CONSIGNE A -
Recopiez mot pour mot les lignes des entrées, de celle qui contient « Find the man's suit » jusqu'à la fin des entrées, bornes incluses.

TEXTE FOURNI -
════════════════════
Parlons d’AVENIR

Bruno Govers

L’attaquant nigérian aspire à marcher sur les traces de son compatriote et ami Tosin Dosunmu.

Pour gagner, il faut marquer. Et c’est justement pour avoir péché à la finition que La Louvière s’est inclinée face au Standard. Car les occasions n’ont pas manqué pour les pensionnaires du Tivoli face aux Rouches. Surtout en première mi-temps, lorsque les joueurs d’Albert Cartier ne se créèrent pas moins de quatre chances de but franches face à Vedran Runje. A la base de chacune d’entre elles, on aura toujours retrouvé le même homme : Manaseh Ishiaku. Après une campagne en demi-teinte la saison passée, le jeune attaquant (21 ans) semble pleinement s’épanouir. Auteur de trois goals depuis le début du championnat et inspiré dans le passing, le Nigérian aurait mérité de ponctuer sa prestation individuelle contre les Principautaires par un de ces flicks-flacks dont il a le secret. Mais le portier de Sclessin en décida autrement.
════════════════════
Extrait d'un jeu de données:

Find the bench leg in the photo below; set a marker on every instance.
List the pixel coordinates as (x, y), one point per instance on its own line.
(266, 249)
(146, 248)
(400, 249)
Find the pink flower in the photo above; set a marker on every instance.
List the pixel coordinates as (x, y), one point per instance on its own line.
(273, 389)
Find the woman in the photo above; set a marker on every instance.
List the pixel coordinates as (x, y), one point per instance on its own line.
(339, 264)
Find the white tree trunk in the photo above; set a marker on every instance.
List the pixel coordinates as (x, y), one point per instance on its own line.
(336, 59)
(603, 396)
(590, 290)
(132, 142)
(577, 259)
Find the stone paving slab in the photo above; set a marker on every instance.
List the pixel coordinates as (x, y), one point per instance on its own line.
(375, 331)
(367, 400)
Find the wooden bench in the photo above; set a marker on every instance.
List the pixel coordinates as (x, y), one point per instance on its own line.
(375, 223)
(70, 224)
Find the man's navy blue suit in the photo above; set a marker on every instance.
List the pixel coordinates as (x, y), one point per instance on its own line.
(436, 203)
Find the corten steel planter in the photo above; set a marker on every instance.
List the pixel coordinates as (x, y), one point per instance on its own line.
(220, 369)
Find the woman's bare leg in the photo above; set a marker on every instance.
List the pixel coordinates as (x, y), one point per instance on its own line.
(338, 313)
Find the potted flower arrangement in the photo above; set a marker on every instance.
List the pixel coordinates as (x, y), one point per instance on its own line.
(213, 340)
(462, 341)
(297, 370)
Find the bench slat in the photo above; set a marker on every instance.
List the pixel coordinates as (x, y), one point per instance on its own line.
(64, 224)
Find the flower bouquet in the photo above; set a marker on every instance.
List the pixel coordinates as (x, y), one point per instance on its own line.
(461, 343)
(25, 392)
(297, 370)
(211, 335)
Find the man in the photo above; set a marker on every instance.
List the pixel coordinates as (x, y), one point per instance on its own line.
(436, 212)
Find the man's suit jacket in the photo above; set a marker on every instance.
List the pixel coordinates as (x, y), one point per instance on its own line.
════════════════════
CONSIGNE B -
Citez le texte fourni dans son intégralité, sans rien y changer.

RÉPONSE CORRECTE A -
Find the man's suit jacket in the photo above; set a marker on every instance.
List the pixel coordinates as (x, y), one point per instance on its own line.

RÉPONSE CORRECTE B -
Parlons d’AVENIR

Bruno Govers

L’attaquant nigérian aspire à marcher sur les traces de son compatriote et ami Tosin Dosunmu.

Pour gagner, il faut marquer. Et c’est justement pour avoir péché à la finition que La Louvière s’est inclinée face au Standard. Car les occasions n’ont pas manqué pour les pensionnaires du Tivoli face aux Rouches. Surtout en première mi-temps, lorsque les joueurs d’Albert Cartier ne se créèrent pas moins de quatre chances de but franches face à Vedran Runje. A la base de chacune d’entre elles, on aura toujours retrouvé le même homme : Manaseh Ishiaku. Après une campagne en demi-teinte la saison passée, le jeune attaquant (21 ans) semble pleinement s’épanouir. Auteur de trois goals depuis le début du championnat et inspiré dans le passing, le Nigérian aurait mérité de ponctuer sa prestation individuelle contre les Principautaires par un de ces flicks-flacks dont il a le secret. Mais le portier de Sclessin en décida autrement.